--- Exercise directions ---
Quote the whole listing word for word, please.

--- Extracted records ---
○ ○ ○ ○

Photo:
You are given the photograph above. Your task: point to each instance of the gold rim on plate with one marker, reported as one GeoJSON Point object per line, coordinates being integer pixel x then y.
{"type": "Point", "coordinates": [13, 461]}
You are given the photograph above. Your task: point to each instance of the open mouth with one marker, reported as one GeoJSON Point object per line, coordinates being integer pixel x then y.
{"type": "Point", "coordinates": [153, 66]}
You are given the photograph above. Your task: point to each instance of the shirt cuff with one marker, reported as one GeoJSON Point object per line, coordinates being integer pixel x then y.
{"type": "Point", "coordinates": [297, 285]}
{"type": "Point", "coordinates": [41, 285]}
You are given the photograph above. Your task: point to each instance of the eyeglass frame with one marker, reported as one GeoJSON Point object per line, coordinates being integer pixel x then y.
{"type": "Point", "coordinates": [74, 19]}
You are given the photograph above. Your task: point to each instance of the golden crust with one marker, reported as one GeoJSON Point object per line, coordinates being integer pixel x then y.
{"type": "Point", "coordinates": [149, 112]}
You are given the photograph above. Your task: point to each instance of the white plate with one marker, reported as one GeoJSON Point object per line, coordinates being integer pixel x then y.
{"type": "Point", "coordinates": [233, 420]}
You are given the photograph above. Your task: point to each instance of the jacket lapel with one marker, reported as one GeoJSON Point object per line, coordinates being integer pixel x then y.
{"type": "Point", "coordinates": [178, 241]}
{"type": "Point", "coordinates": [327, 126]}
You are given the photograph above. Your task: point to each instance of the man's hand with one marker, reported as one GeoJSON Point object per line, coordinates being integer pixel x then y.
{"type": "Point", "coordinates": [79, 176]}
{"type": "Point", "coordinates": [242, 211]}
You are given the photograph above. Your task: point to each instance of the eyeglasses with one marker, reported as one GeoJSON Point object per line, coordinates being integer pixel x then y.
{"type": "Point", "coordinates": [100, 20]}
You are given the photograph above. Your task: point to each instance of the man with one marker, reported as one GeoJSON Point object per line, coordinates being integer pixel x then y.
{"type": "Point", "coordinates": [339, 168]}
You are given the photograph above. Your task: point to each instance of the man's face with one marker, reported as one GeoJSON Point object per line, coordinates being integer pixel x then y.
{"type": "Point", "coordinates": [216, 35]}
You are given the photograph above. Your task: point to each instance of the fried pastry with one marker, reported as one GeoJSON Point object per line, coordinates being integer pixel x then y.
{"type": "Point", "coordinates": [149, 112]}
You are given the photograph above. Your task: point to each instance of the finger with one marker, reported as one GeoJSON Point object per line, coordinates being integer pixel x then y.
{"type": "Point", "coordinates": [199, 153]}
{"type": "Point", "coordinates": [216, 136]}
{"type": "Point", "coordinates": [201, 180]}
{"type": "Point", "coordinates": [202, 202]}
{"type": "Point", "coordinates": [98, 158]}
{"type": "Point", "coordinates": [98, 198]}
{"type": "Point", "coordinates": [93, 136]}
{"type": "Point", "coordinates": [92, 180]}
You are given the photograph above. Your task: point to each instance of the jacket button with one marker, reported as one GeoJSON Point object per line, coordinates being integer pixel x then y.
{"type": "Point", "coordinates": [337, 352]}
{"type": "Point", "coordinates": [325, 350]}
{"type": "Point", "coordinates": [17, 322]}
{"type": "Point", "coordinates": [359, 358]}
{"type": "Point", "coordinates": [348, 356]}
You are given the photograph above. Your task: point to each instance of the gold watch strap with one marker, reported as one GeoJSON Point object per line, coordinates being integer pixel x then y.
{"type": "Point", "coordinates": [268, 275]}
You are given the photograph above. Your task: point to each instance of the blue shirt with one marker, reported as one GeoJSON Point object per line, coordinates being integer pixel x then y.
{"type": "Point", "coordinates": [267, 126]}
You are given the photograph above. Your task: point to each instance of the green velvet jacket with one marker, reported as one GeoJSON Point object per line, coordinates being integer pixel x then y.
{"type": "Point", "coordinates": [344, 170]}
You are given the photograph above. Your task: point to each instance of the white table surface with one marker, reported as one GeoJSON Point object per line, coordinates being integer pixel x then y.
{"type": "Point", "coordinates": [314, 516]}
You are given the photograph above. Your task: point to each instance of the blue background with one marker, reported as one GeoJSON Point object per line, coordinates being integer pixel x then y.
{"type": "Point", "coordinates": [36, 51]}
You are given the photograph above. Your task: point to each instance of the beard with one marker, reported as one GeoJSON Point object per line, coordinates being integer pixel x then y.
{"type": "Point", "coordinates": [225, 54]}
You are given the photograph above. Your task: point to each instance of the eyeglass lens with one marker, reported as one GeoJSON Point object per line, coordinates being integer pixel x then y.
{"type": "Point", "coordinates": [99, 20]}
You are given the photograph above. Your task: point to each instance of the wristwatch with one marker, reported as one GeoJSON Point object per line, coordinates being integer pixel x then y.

○ ○ ○ ○

--- Exercise response ---
Photo:
You are given the photograph above. Your task: point to each instance of the gold rim on plate with one marker, reported as one GeoJSON Point object per line, coordinates being integer pixel x then y.
{"type": "Point", "coordinates": [13, 461]}
You are given the photograph above. Your task: point to each instance of the open mouth with one marker, reported as one GeoJSON Point object per line, coordinates being integer pixel x then y.
{"type": "Point", "coordinates": [153, 66]}
You are given the photograph above. Your task: point to each instance of the shirt cuff with one marker, reported as one GeoJSON Point object per line, coordinates being integer pixel x then y.
{"type": "Point", "coordinates": [297, 285]}
{"type": "Point", "coordinates": [41, 285]}
You are given the photograph above. Your task: point to each instance of the eyeglass frame with one marker, reported as one GeoJSON Point object per line, coordinates being integer pixel x then y.
{"type": "Point", "coordinates": [74, 19]}
You are given the photograph above. Your task: point to each instance of the golden crust with one marker, reported as one GeoJSON Point object per line, coordinates being integer pixel x then y.
{"type": "Point", "coordinates": [149, 112]}
You are given the photograph above. Your task: point to each instance of the white plate with one marker, reported as one GeoJSON Point object per line, coordinates being integer pixel x then y.
{"type": "Point", "coordinates": [233, 420]}
You are given the photograph above. Your task: point to each instance of the jacket lapel with one marker, reported as one GeoJSON Point object per line, coordinates being integer pixel x then y.
{"type": "Point", "coordinates": [178, 241]}
{"type": "Point", "coordinates": [327, 126]}
You are given the photograph above. Your task: point to each instance of the man's hand with one marker, reported as one GeoJSON Point object per line, coordinates being integer pixel x then y.
{"type": "Point", "coordinates": [79, 176]}
{"type": "Point", "coordinates": [242, 211]}
You are given the photograph above. Your task: point to each instance of the eyeglasses with one marker, reported as one GeoJSON Point object per line, coordinates being integer pixel x then y.
{"type": "Point", "coordinates": [100, 20]}
You are given the photograph above. Your task: point to each instance of the man with one marker, reported as one GeoJSON Point object per line, coordinates being integer pixel x then y.
{"type": "Point", "coordinates": [339, 168]}
You are given the photograph above. Your task: point to each instance of the man's face with one marker, reported as one GeoJSON Point object per line, coordinates being integer pixel x then y.
{"type": "Point", "coordinates": [216, 35]}
You are given the photograph above. Your task: point to each instance of the fried pastry with one marker, reported as one GeoJSON Point object per line, coordinates being integer pixel x then y.
{"type": "Point", "coordinates": [149, 112]}
You are given the photograph above. Your task: point to each instance of the finger with one marker, reported as one GeoJSON Point object per line, coordinates being integer pixel x then y.
{"type": "Point", "coordinates": [199, 153]}
{"type": "Point", "coordinates": [216, 136]}
{"type": "Point", "coordinates": [201, 180]}
{"type": "Point", "coordinates": [202, 202]}
{"type": "Point", "coordinates": [98, 158]}
{"type": "Point", "coordinates": [98, 198]}
{"type": "Point", "coordinates": [93, 136]}
{"type": "Point", "coordinates": [92, 180]}
You are given the photograph above. Your task: point to each instance of the jacket button with one marker, reported as one GeoJSON Point object per line, coordinates being integer pixel x then y.
{"type": "Point", "coordinates": [337, 352]}
{"type": "Point", "coordinates": [325, 350]}
{"type": "Point", "coordinates": [17, 322]}
{"type": "Point", "coordinates": [359, 358]}
{"type": "Point", "coordinates": [348, 356]}
You are given the photograph above. Your task: point to each instance of the gold watch strap with one marker, reported as one GeoJSON Point object per line, coordinates being integer pixel x then y.
{"type": "Point", "coordinates": [268, 275]}
You are given the photograph above. Your task: point to each instance of the blue shirt with one marker, reported as one GeoJSON Point object per line, coordinates being integer pixel x then y.
{"type": "Point", "coordinates": [267, 126]}
You are given the photograph above. Your task: point to each instance of the green velvet jacket with one marker, reported as one GeoJSON Point object per line, coordinates being integer pixel x then y.
{"type": "Point", "coordinates": [344, 170]}
You are given the photograph above. Your task: point to each instance of the white table surface with one marker, reported as one GeoJSON Point object per line, coordinates being integer pixel x then y.
{"type": "Point", "coordinates": [314, 516]}
You are given the photograph above. Your task: point to each instance of the blue background with one marker, reported as one GeoJSON Point object per line, coordinates being integer pixel x then y.
{"type": "Point", "coordinates": [36, 51]}
You are given the photograph above. Your task: point to each instance of the beard with one marker, reported as one GeoJSON Point object per line, coordinates being integer pixel x then y.
{"type": "Point", "coordinates": [225, 54]}
You are given the photograph above. Your task: point to each instance of the eyeglass lens with one marker, reported as one GeoJSON Point object per line, coordinates being integer pixel x then y.
{"type": "Point", "coordinates": [99, 20]}
You are given the photograph above. Your task: point to each instance of the wristwatch with one marker, reported as one GeoJSON Point object per line, coordinates being integer pixel x then y.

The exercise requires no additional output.